__Records shown__
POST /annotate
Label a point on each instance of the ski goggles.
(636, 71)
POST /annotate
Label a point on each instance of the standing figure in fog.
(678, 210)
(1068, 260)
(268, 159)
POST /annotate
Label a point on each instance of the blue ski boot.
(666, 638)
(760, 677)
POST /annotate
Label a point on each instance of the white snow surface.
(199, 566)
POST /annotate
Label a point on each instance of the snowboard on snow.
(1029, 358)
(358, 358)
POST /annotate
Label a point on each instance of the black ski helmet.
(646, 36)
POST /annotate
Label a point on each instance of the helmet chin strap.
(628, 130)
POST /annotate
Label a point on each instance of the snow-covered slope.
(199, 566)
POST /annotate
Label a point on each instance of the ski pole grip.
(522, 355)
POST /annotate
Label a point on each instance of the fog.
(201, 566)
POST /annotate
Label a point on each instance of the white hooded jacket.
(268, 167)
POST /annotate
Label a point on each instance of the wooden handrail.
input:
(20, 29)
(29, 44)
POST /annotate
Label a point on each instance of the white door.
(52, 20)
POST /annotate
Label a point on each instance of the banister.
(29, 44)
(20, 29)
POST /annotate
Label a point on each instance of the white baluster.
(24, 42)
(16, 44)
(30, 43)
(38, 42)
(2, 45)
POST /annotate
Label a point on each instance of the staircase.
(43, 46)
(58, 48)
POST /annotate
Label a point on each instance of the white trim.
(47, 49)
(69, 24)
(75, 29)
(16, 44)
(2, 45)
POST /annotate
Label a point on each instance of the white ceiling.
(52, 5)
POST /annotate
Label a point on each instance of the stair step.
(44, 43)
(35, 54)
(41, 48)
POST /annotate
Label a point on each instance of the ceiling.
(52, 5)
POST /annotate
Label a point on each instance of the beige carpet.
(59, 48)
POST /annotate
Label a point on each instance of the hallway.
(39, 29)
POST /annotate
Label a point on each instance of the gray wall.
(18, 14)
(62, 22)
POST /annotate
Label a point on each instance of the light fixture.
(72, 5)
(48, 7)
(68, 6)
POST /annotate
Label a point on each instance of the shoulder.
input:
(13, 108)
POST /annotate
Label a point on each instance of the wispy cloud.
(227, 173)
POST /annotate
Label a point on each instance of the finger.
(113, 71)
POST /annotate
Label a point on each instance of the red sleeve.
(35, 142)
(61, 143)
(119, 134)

__What is expected__
List each line of the entries above that contains the string "helmet". Case counts.

__Written reply__
Label a point on each instance of the black ski helmet.
Label a point on each instance of the helmet chin strap.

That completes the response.